Stated task: Filter the entries below and reproduce every line that contains the string "target".

[Source records]
_ _ _ _ _ _ _

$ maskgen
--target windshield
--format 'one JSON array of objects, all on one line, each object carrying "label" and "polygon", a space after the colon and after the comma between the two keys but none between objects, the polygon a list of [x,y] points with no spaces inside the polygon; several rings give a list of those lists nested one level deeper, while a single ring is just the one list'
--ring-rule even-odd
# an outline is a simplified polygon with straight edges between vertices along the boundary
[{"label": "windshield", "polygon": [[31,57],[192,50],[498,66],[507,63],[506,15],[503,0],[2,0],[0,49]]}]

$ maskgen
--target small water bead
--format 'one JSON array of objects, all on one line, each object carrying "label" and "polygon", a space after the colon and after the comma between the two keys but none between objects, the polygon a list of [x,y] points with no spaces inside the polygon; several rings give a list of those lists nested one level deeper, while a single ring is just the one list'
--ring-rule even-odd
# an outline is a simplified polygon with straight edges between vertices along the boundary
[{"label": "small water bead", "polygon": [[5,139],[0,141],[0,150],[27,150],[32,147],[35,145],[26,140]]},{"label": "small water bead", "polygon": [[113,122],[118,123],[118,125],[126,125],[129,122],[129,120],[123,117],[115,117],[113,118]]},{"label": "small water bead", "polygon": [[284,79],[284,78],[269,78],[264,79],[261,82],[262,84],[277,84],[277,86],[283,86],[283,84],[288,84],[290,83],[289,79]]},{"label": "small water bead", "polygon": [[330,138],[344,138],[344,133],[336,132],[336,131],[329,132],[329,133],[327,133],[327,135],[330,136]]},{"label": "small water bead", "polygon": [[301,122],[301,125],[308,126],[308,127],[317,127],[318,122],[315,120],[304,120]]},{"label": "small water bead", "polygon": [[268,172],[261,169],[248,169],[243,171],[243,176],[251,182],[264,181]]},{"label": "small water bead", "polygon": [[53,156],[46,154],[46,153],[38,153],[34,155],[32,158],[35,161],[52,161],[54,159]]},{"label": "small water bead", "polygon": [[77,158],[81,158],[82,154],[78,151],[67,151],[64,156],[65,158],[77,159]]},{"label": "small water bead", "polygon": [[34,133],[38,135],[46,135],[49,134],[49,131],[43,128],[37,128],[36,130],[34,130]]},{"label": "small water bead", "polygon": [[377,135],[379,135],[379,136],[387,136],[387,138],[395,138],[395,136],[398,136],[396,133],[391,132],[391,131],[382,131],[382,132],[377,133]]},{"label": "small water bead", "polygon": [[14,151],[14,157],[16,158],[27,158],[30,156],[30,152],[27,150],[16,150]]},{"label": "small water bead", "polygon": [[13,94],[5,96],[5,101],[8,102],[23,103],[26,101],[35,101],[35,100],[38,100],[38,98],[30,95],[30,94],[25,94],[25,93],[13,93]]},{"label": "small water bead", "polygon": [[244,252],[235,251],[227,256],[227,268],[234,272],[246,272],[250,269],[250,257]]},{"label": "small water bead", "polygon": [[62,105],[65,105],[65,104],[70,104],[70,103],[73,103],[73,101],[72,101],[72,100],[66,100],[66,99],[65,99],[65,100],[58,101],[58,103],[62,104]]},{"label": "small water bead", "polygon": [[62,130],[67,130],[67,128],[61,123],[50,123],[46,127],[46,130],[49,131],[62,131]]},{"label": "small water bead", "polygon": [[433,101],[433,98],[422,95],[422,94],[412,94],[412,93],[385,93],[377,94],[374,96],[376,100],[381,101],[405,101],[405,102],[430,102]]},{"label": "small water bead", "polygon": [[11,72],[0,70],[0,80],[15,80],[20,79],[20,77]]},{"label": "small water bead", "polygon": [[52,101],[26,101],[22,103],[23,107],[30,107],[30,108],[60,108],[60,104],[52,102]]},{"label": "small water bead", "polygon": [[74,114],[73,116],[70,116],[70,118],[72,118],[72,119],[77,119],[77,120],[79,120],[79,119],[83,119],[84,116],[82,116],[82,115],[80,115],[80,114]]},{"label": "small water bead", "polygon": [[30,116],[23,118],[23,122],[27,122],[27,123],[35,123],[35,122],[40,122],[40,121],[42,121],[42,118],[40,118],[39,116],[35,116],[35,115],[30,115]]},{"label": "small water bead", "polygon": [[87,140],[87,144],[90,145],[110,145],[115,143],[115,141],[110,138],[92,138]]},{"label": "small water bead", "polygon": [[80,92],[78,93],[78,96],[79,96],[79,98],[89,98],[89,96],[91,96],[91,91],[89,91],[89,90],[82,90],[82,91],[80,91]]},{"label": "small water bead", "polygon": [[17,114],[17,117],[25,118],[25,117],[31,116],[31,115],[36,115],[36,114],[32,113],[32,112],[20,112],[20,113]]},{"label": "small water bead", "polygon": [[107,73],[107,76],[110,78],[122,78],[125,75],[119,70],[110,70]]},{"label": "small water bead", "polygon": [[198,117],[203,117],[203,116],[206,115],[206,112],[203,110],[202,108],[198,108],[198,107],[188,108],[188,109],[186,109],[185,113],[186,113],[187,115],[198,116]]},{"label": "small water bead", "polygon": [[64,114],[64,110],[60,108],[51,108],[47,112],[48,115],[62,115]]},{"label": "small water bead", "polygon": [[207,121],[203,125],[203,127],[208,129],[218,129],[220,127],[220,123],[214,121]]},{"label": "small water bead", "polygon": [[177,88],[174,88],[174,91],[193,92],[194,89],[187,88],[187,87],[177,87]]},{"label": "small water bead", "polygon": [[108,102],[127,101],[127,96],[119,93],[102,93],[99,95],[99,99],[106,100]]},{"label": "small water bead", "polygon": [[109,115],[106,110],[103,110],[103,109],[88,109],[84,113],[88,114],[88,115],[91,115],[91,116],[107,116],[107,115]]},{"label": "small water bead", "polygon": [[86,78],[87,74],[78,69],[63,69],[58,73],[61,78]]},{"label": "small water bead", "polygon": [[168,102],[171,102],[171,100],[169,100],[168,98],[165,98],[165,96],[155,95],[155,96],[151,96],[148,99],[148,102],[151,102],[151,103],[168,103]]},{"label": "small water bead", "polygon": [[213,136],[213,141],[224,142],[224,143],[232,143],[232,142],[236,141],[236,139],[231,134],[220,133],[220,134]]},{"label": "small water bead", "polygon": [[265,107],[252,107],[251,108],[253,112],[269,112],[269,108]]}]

_ _ _ _ _ _ _

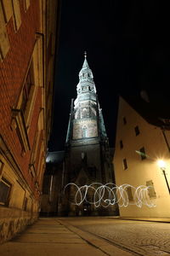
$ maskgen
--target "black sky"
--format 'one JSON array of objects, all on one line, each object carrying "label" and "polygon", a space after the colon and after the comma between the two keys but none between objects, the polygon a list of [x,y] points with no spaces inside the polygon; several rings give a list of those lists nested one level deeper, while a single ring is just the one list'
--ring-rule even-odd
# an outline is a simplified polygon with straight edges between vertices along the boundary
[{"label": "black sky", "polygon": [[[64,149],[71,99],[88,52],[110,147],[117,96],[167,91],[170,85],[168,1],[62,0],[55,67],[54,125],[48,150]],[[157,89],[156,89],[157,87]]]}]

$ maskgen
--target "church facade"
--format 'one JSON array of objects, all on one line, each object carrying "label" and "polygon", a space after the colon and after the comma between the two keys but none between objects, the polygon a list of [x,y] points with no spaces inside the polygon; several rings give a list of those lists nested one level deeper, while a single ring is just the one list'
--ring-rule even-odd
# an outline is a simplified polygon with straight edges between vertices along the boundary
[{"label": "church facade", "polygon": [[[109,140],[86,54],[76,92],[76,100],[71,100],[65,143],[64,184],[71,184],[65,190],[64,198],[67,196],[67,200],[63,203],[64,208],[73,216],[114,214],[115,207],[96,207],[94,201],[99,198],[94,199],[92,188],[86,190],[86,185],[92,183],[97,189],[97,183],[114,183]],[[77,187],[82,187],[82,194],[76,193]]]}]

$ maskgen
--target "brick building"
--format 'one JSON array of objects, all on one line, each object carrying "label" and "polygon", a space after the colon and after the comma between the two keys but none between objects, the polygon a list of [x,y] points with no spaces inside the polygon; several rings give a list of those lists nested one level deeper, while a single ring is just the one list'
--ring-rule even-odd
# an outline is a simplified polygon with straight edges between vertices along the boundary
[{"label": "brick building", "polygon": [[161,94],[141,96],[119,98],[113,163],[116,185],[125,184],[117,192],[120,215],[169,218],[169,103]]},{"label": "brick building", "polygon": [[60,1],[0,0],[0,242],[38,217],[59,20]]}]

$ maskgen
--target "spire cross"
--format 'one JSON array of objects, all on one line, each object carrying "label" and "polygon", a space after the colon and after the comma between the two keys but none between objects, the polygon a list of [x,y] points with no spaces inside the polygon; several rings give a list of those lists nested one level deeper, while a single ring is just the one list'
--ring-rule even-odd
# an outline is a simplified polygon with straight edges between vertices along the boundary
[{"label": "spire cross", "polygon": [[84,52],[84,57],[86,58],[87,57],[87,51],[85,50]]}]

_ _ _ _ _ _ _

Written response:
--target windshield
--target small water bead
--target "black sky"
--target "church facade"
--target "brick building"
--target "spire cross"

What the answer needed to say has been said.